> _Activity_
For this task, every record below must be reproduced exactly.

** Opening Data section block **

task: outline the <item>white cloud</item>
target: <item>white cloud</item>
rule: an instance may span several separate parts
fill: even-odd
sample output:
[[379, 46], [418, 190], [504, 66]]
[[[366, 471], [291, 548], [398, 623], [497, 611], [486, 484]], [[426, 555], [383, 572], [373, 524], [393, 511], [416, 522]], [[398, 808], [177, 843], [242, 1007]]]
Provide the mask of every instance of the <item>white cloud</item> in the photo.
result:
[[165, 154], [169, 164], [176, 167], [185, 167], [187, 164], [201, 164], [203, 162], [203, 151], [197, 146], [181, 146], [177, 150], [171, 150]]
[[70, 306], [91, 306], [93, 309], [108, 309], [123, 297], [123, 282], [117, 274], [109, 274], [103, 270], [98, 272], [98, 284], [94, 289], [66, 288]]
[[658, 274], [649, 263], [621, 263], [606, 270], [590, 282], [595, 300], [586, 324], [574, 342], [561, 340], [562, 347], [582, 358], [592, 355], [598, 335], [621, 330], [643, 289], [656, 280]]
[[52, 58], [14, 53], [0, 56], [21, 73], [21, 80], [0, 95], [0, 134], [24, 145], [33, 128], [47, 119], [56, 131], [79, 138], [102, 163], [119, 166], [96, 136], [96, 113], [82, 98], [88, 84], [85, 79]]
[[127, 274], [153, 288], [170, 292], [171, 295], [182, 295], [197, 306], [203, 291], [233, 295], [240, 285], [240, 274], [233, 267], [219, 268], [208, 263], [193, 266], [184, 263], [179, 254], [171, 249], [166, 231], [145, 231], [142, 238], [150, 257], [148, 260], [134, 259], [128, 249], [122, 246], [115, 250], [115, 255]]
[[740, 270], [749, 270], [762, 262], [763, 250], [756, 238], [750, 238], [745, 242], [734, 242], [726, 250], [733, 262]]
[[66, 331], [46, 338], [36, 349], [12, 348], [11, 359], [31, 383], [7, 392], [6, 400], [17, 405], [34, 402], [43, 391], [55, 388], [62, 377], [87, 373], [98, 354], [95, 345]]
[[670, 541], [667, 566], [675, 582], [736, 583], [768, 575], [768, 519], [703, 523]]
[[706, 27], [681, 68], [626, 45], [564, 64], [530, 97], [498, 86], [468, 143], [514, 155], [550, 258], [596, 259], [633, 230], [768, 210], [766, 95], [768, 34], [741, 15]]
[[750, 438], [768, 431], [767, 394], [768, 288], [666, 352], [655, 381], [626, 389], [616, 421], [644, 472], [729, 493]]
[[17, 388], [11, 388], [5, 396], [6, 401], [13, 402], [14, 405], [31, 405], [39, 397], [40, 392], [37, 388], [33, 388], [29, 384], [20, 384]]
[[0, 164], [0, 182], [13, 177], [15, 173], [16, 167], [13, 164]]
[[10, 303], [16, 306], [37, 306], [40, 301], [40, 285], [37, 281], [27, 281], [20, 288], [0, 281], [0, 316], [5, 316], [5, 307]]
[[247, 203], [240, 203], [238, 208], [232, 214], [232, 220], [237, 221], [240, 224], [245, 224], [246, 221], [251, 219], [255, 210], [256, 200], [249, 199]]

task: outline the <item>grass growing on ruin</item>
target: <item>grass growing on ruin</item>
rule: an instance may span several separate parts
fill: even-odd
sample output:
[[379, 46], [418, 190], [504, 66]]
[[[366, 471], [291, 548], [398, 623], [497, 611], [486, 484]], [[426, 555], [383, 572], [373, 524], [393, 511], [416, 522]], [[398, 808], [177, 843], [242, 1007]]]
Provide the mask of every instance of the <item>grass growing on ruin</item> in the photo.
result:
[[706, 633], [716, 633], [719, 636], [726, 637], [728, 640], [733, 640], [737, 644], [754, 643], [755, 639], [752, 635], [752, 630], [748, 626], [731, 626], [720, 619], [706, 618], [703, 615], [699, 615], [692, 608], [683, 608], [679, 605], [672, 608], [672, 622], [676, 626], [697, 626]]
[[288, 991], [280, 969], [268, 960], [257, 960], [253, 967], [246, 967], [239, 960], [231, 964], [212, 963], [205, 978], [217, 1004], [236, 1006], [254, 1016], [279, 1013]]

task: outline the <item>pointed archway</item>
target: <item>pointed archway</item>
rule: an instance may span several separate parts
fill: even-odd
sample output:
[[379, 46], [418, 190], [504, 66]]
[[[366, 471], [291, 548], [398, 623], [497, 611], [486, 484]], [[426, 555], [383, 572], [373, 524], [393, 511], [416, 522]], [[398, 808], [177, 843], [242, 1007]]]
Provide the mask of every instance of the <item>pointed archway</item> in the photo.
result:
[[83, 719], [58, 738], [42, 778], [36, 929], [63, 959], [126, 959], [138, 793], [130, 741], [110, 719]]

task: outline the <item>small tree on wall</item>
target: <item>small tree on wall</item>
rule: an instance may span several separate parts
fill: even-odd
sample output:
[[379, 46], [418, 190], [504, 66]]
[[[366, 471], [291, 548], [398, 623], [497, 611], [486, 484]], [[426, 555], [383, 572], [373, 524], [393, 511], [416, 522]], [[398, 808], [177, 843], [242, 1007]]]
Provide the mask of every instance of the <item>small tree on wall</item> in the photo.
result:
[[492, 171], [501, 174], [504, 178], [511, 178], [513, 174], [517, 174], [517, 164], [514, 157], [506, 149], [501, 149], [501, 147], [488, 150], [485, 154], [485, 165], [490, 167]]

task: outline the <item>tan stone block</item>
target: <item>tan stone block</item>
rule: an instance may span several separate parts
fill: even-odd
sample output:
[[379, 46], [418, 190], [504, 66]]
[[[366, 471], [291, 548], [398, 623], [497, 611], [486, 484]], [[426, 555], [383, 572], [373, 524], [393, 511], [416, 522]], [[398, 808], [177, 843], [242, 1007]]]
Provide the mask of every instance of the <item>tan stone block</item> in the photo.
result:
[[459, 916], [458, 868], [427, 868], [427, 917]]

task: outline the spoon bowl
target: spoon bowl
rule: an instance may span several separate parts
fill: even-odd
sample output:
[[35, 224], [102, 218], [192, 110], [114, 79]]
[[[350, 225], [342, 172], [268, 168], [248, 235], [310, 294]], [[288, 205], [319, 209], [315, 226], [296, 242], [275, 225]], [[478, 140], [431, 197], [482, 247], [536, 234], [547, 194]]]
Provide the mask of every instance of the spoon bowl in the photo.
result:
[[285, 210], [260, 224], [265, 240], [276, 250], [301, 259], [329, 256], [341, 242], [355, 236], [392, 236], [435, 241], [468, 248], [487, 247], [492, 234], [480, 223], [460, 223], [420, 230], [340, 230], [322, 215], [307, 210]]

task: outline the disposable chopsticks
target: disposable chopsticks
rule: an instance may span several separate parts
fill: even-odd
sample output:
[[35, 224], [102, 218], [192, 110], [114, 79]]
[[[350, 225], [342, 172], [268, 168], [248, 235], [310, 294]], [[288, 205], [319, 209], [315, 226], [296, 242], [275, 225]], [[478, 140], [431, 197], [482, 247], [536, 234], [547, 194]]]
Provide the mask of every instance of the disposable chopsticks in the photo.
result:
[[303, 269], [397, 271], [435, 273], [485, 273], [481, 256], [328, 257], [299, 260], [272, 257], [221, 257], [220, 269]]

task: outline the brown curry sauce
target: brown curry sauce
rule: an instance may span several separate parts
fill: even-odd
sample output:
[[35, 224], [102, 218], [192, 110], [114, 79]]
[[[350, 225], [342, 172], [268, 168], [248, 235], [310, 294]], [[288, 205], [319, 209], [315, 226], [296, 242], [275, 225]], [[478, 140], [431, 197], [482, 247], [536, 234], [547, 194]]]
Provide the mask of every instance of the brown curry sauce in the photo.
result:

** Closing Data section block **

> _Reply to the task_
task: outline the <item>white cloud</item>
target: <item>white cloud</item>
rule: an instance may span several separate parts
fill: even-odd
sample output:
[[379, 46], [418, 190], [504, 66]]
[[[366, 471], [291, 548], [398, 623], [497, 611], [486, 484]], [[426, 555], [383, 572], [373, 524], [393, 511], [416, 522]], [[398, 808], [177, 843], [242, 1007]]]
Provide the mask of every instance of the <item>white cloud</item> in the photo.
result:
[[165, 154], [169, 164], [176, 167], [185, 167], [187, 164], [201, 164], [203, 162], [203, 151], [197, 146], [181, 146], [177, 150], [171, 150]]
[[70, 306], [91, 306], [93, 309], [108, 309], [123, 297], [123, 282], [117, 274], [109, 274], [103, 270], [98, 272], [98, 284], [94, 289], [66, 288]]
[[658, 274], [649, 263], [621, 263], [606, 270], [590, 282], [595, 300], [586, 324], [574, 342], [561, 340], [562, 347], [582, 358], [592, 355], [598, 335], [621, 330], [643, 289], [656, 280]]
[[52, 58], [14, 53], [0, 56], [21, 73], [21, 80], [0, 95], [0, 134], [24, 145], [33, 128], [47, 119], [56, 131], [79, 138], [102, 163], [119, 166], [96, 136], [96, 113], [82, 98], [88, 84], [85, 79]]
[[127, 274], [153, 288], [170, 292], [171, 295], [182, 295], [197, 306], [203, 291], [233, 295], [240, 285], [240, 274], [233, 267], [219, 268], [208, 263], [193, 266], [184, 263], [179, 254], [171, 249], [166, 231], [145, 231], [142, 238], [150, 257], [148, 260], [134, 259], [128, 249], [122, 246], [115, 250], [115, 255]]
[[740, 270], [749, 270], [762, 262], [763, 250], [756, 238], [750, 238], [745, 242], [734, 242], [726, 250], [733, 262]]
[[66, 331], [46, 338], [36, 349], [12, 348], [11, 359], [31, 383], [7, 392], [6, 400], [17, 405], [34, 402], [43, 391], [55, 388], [62, 377], [87, 373], [98, 354], [95, 345]]
[[670, 541], [667, 566], [675, 582], [736, 583], [768, 575], [768, 519], [703, 523]]
[[706, 27], [681, 68], [626, 45], [564, 64], [530, 97], [498, 86], [468, 143], [514, 155], [550, 258], [596, 259], [633, 230], [768, 210], [766, 95], [768, 34], [741, 15]]
[[750, 438], [768, 431], [767, 394], [768, 288], [666, 352], [655, 381], [626, 389], [616, 421], [644, 472], [729, 493]]
[[17, 388], [11, 388], [5, 396], [6, 401], [13, 402], [14, 405], [31, 405], [39, 397], [40, 392], [37, 388], [33, 388], [29, 384], [20, 384]]
[[0, 164], [0, 182], [13, 177], [15, 173], [16, 167], [13, 164]]
[[10, 303], [16, 306], [37, 306], [40, 301], [40, 285], [37, 281], [27, 281], [20, 288], [0, 281], [0, 316], [5, 316], [5, 307]]
[[247, 203], [240, 203], [238, 208], [232, 214], [232, 220], [237, 221], [240, 224], [245, 224], [246, 221], [251, 219], [255, 210], [256, 200], [249, 199]]

task: outline the <item>grass growing on ruin</item>
target: <item>grass growing on ruin</item>
rule: an instance may span several separate parts
fill: even-odd
sample output:
[[379, 46], [418, 190], [504, 66]]
[[[366, 471], [291, 548], [398, 623], [497, 611], [486, 484]], [[426, 555], [383, 572], [373, 524], [393, 511], [416, 522]], [[398, 808], [177, 843], [242, 1007]]]
Provide the mask of every instance of the <item>grass growing on ruin</item> in the photo.
result:
[[706, 633], [716, 633], [719, 636], [726, 637], [728, 640], [733, 640], [737, 644], [754, 643], [755, 639], [752, 635], [752, 630], [748, 626], [731, 626], [720, 619], [706, 618], [703, 615], [699, 615], [692, 608], [683, 608], [679, 605], [672, 608], [672, 622], [676, 626], [697, 626]]
[[288, 991], [280, 969], [268, 960], [257, 960], [253, 967], [246, 967], [239, 960], [231, 964], [212, 963], [205, 978], [217, 1004], [236, 1006], [254, 1016], [279, 1013]]

task: outline the <item>pointed archway</item>
target: <item>pointed archway</item>
rule: an instance may span several separate parts
fill: even-odd
sample output:
[[379, 46], [418, 190], [504, 66]]
[[[366, 471], [291, 548], [398, 623], [497, 611], [486, 484]], [[426, 555], [383, 572], [373, 524], [393, 511], [416, 522]], [[398, 808], [177, 843], [242, 1007]]]
Provide the mask of every instance of the <item>pointed archway</item> in the photo.
result:
[[83, 719], [58, 738], [42, 778], [36, 929], [63, 959], [126, 959], [138, 793], [130, 741], [110, 719]]

task: outline the <item>small tree on wall</item>
target: <item>small tree on wall</item>
rule: an instance may span several separate parts
fill: even-odd
sample output:
[[379, 46], [418, 190], [504, 66]]
[[[366, 471], [291, 548], [398, 623], [497, 611], [486, 484]], [[426, 555], [383, 572], [373, 524], [393, 511], [416, 522]], [[398, 808], [177, 843], [242, 1007]]]
Provide the mask of every instance of the <item>small tree on wall</item> in the photo.
result:
[[492, 171], [501, 174], [504, 178], [511, 178], [513, 174], [517, 174], [517, 164], [514, 157], [506, 149], [501, 149], [501, 147], [488, 150], [485, 154], [485, 165], [490, 167]]

task: outline the <item>tan stone block</item>
target: <item>tan stone block</item>
rule: an instance may span several separate parts
fill: even-odd
sample output:
[[379, 46], [418, 190], [504, 66]]
[[[366, 471], [291, 548], [398, 623], [497, 611], [486, 484]], [[426, 555], [383, 572], [373, 524], [393, 511], [416, 522]], [[398, 808], [177, 843], [242, 1007]]]
Provide the mask of every instance of the <item>tan stone block</item> in the photo.
result:
[[459, 916], [458, 868], [427, 868], [427, 917]]

task: outline the spoon bowl
target: spoon bowl
rule: an instance may span several separate parts
fill: even-odd
sample output:
[[35, 224], [102, 218], [192, 110], [114, 79]]
[[[350, 225], [342, 172], [268, 168], [248, 235], [310, 294]], [[288, 205], [319, 209], [315, 226], [296, 242], [275, 225]], [[478, 140], [431, 197], [482, 247], [536, 234], [547, 194]]]
Provide the mask of every instance of the spoon bowl in the photo.
result:
[[285, 210], [260, 224], [265, 240], [276, 250], [301, 259], [329, 256], [341, 242], [355, 236], [392, 236], [435, 241], [468, 248], [487, 247], [492, 234], [480, 223], [460, 223], [420, 230], [340, 230], [322, 215], [307, 210]]

task: outline the disposable chopsticks
target: disposable chopsticks
rule: an instance may span several separate parts
fill: even-odd
sample output:
[[35, 224], [102, 218], [192, 110], [114, 79]]
[[[350, 225], [342, 172], [268, 168], [248, 235], [310, 294]], [[288, 205], [319, 209], [315, 226], [296, 242], [275, 225]], [[478, 140], [431, 197], [482, 247], [536, 234], [547, 194]]]
Provide the mask of every instance of the disposable chopsticks in the photo.
result:
[[303, 269], [397, 271], [435, 273], [485, 273], [481, 256], [328, 257], [299, 260], [272, 257], [221, 257], [220, 269]]

task: outline the brown curry sauce
target: brown curry sauce
rule: an instance may span several separate parts
fill: even-odd
sample output:
[[35, 224], [102, 218], [192, 110], [114, 79]]
[[[350, 225], [342, 172], [268, 168], [248, 235], [310, 294]], [[288, 205], [319, 209], [315, 226], [296, 242], [275, 225]], [[478, 140], [431, 197], [482, 247], [536, 234], [547, 194]]]
Provide the mask of every instance of the brown curry sauce in the photo.
result:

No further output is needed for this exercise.